What's it like to study here?

Students working in lab

We provide a friendly and informal atmosphere to support your studies. The smaller laboratory, tutorial, and class sizes (particularly in the later years of study) allow a high degree of interaction between students and staff.

Highly engaging environment

To help with your transition to university, we run multiple group tutorials in the early years to offer you an excellent introduction to university study.  This includes small group tutorials in year 1 in which around 4 students meet weekly with our staff to discuss mathematics and physics topics. Normally these small group tutorial sessions meet in-person; however video conferencing will allow these to continue during the current coronovirus pandemic situation. 

Cohort-wide weekly discussion tutorials in years 1 and 2 offer an exciting chance to consider the latest developments in physics, explore the significance and ethics of science, and myth-bust some movie misconceptions!

In addition to this academic support, each student has a personal tutor allocated to them who is available to give general advice and guidance throughout their studies at Heriot-Watt.

Lectures – what to expect

Each of our courses typically has 2-4 sessions a week in which staff spend their time explaining the course content, discussing topics, and working through sample problems.  

These are supported by complete online learning resources, which may include video podcasts, computer models and simulations, library and internet links, example assessments, and tutorial materials.

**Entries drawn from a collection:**
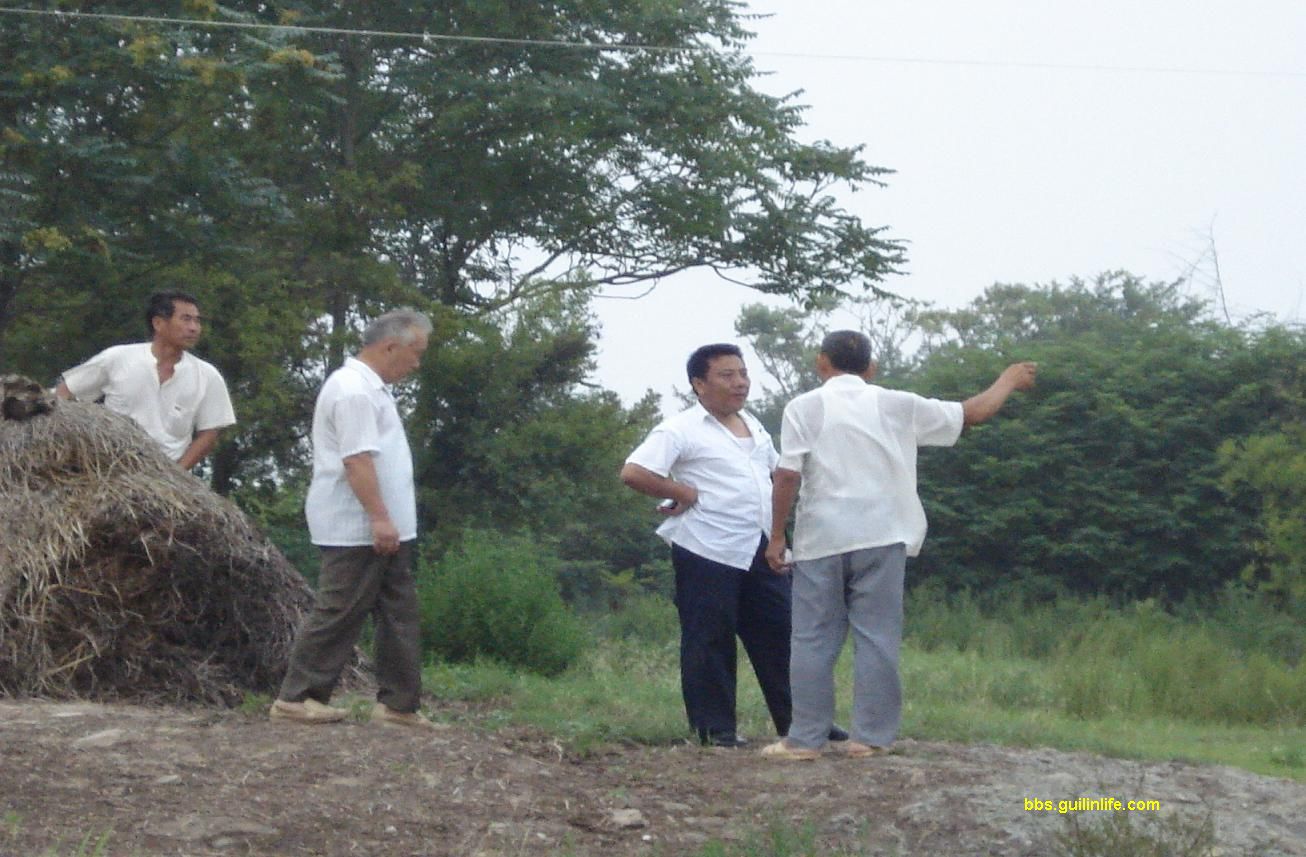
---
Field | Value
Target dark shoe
[699,729,748,750]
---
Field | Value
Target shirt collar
[821,372,870,387]
[345,357,385,389]
[690,401,761,428]
[141,340,196,367]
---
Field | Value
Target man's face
[381,331,430,384]
[153,300,202,350]
[693,354,748,414]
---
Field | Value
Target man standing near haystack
[270,310,432,729]
[55,291,236,470]
[622,344,848,747]
[761,331,1036,760]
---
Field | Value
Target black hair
[145,291,200,337]
[820,331,871,375]
[684,342,743,387]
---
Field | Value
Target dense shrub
[418,530,586,675]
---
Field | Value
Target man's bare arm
[622,462,699,515]
[961,363,1038,426]
[176,429,218,470]
[767,468,803,574]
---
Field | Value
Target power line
[0,7,1306,78]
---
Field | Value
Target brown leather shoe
[268,699,349,724]
[761,738,820,762]
[372,703,438,729]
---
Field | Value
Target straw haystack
[0,376,311,704]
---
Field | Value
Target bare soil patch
[0,700,1306,857]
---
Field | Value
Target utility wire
[0,7,1306,78]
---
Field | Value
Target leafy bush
[418,530,586,675]
[601,596,680,645]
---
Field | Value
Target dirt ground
[0,700,1306,857]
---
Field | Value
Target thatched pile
[0,389,311,704]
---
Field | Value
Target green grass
[424,593,1306,781]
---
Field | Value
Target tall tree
[0,0,901,485]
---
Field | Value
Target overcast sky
[596,0,1306,410]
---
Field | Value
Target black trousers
[671,536,793,736]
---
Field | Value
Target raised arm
[767,468,803,574]
[622,461,699,515]
[961,362,1038,426]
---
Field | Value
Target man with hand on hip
[55,291,236,470]
[622,345,846,747]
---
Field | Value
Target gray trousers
[789,545,906,750]
[278,542,422,712]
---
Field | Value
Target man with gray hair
[270,308,432,728]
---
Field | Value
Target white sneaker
[268,699,349,722]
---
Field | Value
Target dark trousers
[278,542,422,712]
[671,537,793,736]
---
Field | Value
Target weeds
[1051,810,1228,857]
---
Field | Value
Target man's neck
[150,340,185,366]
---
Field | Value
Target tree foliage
[0,0,901,499]
[738,273,1306,600]
[913,274,1303,598]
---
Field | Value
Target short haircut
[145,291,200,338]
[820,331,871,375]
[684,342,743,387]
[363,307,434,348]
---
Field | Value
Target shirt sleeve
[626,423,684,477]
[63,351,108,401]
[195,367,236,431]
[330,393,381,459]
[776,400,819,473]
[912,396,965,447]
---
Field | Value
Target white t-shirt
[780,375,964,559]
[626,405,777,570]
[304,357,417,547]
[64,342,236,461]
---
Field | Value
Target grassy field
[426,592,1306,781]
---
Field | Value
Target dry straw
[0,391,311,704]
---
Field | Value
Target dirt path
[0,700,1306,857]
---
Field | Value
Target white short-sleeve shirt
[626,405,777,570]
[64,342,236,461]
[304,357,417,547]
[780,375,964,559]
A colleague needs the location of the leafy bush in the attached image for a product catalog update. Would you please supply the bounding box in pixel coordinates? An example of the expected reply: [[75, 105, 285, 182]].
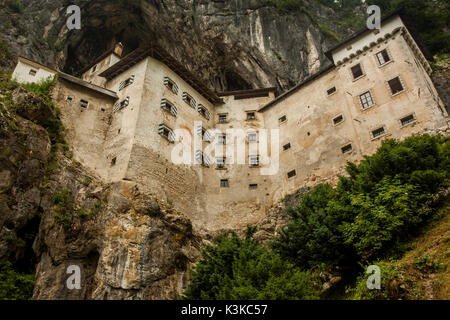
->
[[0, 261, 35, 300], [272, 135, 450, 267], [185, 229, 318, 300]]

**REQUIREMENT:** Please reproduce the entire text above on what it's like to study here, word for word.

**WRITTEN SOLUTION:**
What's it like to study here?

Students working in lab

We provide a friendly and informal atmosphere to support your studies. The smaller laboratory, tutorial, and class sizes (particularly in the later years of study) allow a high degree of interaction between students and staff.

Highly engaging environment

To help with your transition to university, we run multiple group tutorials in the early years to offer you an excellent introduction to university study.  This includes small group tutorials in year 1 in which around 4 students meet weekly with our staff to discuss mathematics and physics topics. Normally these small group tutorial sessions meet in-person; however video conferencing will allow these to continue during the current coronovirus pandemic situation. 

Cohort-wide weekly discussion tutorials in years 1 and 2 offer an exciting chance to consider the latest developments in physics, explore the significance and ethics of science, and myth-bust some movie misconceptions!

In addition to this academic support, each student has a personal tutor allocated to them who is available to give general advice and guidance throughout their studies at Heriot-Watt.

Lectures – what to expect

Each of our courses typically has 2-4 sessions a week in which staff spend their time explaining the course content, discussing topics, and working through sample problems.  

These are supported by complete online learning resources, which may include video podcasts, computer models and simulations, library and internet links, example assessments, and tutorial materials.